*WHAT IS BEING ASKED*
Report only the number of lines in this material that include "vestment".

*DATASET EXCERPTS*
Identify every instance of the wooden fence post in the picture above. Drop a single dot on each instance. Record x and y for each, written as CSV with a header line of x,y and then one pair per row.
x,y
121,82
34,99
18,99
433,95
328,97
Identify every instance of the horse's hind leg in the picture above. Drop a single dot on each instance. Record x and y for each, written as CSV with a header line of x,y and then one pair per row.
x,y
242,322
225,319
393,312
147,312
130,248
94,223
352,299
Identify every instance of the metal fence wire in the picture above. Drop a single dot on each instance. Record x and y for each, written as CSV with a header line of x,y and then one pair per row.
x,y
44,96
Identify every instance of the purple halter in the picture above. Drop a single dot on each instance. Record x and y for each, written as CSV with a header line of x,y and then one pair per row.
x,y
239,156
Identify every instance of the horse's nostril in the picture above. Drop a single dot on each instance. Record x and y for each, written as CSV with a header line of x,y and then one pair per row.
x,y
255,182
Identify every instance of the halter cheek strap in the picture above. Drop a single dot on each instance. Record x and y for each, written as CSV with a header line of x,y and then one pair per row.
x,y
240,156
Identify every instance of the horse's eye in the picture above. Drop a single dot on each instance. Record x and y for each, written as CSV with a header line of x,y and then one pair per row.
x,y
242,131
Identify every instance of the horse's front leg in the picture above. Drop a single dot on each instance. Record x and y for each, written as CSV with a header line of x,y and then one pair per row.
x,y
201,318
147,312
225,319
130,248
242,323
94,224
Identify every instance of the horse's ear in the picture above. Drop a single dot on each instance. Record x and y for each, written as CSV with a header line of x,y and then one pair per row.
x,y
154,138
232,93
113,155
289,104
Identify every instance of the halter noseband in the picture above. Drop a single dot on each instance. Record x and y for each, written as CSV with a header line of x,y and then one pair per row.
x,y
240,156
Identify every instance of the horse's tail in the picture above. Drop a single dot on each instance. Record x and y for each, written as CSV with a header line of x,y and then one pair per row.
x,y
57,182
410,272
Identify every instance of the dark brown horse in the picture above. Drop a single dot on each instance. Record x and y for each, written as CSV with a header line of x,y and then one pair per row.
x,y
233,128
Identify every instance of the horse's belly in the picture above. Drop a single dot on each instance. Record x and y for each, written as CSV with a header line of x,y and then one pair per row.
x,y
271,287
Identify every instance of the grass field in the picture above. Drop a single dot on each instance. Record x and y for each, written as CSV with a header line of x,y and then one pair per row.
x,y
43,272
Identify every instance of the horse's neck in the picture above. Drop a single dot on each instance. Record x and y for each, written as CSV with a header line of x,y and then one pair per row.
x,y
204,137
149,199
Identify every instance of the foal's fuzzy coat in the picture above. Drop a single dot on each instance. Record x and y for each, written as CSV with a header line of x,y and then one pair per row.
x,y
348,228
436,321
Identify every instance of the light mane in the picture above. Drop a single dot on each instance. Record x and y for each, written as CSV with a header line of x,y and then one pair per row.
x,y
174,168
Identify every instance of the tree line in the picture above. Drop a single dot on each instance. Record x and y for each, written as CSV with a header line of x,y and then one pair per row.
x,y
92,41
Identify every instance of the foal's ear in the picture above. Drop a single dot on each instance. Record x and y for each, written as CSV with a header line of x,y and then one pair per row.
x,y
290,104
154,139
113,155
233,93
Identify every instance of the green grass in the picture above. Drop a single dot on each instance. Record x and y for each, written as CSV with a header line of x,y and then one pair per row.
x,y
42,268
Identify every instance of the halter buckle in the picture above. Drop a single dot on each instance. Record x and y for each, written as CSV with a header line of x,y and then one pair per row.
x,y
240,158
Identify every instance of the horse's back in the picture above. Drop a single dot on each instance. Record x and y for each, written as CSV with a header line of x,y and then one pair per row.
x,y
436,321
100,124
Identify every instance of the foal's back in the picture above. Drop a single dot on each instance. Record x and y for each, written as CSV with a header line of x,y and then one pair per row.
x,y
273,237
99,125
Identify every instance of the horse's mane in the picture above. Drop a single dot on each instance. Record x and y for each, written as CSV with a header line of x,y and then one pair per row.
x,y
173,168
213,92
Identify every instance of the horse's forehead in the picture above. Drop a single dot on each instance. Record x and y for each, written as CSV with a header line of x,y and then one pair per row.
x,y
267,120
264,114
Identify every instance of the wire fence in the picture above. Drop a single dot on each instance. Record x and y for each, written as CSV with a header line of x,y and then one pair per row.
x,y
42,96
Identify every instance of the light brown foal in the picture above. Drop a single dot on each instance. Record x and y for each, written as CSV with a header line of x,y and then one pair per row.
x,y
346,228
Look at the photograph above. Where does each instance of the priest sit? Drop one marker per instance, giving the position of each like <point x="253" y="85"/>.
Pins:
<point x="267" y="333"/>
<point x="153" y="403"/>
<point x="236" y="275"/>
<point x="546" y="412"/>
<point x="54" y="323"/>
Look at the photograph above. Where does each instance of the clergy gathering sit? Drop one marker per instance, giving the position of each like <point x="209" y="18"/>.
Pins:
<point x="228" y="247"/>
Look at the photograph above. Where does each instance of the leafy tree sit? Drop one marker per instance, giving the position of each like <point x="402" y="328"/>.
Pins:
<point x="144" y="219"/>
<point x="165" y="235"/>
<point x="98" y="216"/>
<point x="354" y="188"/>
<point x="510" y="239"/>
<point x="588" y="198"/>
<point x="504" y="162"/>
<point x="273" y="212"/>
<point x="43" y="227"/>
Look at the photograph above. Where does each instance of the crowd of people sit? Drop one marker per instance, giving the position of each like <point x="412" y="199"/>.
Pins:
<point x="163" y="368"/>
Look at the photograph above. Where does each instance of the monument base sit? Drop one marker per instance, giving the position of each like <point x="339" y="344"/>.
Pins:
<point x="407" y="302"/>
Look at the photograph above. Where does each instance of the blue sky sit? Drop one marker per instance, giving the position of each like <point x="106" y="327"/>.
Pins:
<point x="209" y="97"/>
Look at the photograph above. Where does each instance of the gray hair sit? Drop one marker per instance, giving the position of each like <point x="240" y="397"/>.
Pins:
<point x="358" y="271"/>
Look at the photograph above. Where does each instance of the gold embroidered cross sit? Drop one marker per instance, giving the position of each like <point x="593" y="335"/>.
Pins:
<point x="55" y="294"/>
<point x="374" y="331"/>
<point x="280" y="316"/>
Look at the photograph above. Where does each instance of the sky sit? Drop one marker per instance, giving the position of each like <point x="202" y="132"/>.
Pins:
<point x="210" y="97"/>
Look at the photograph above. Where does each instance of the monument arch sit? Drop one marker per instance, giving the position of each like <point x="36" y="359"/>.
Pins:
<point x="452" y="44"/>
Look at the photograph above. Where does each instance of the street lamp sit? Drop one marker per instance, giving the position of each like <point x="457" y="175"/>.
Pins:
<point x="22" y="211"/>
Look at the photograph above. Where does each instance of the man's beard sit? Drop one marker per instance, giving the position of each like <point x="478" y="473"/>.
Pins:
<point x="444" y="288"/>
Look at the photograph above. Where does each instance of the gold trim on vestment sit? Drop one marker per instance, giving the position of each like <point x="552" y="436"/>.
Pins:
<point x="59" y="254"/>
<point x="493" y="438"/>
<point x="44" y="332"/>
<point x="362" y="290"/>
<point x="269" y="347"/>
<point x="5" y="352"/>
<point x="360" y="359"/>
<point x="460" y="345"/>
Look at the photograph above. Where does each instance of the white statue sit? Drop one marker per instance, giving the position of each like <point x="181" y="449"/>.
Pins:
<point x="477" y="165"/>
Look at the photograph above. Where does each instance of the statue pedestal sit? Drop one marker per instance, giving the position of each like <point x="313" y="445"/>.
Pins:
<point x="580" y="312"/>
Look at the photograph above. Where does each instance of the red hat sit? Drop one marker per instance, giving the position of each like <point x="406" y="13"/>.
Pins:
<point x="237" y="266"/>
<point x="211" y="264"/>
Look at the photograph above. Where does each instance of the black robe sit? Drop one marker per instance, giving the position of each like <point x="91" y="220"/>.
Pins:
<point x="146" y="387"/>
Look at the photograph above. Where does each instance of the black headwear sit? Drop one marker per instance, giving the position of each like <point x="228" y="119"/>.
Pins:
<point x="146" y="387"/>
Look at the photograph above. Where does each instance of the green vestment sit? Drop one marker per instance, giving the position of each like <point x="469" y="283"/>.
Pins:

*EXERCISE SOLUTION*
2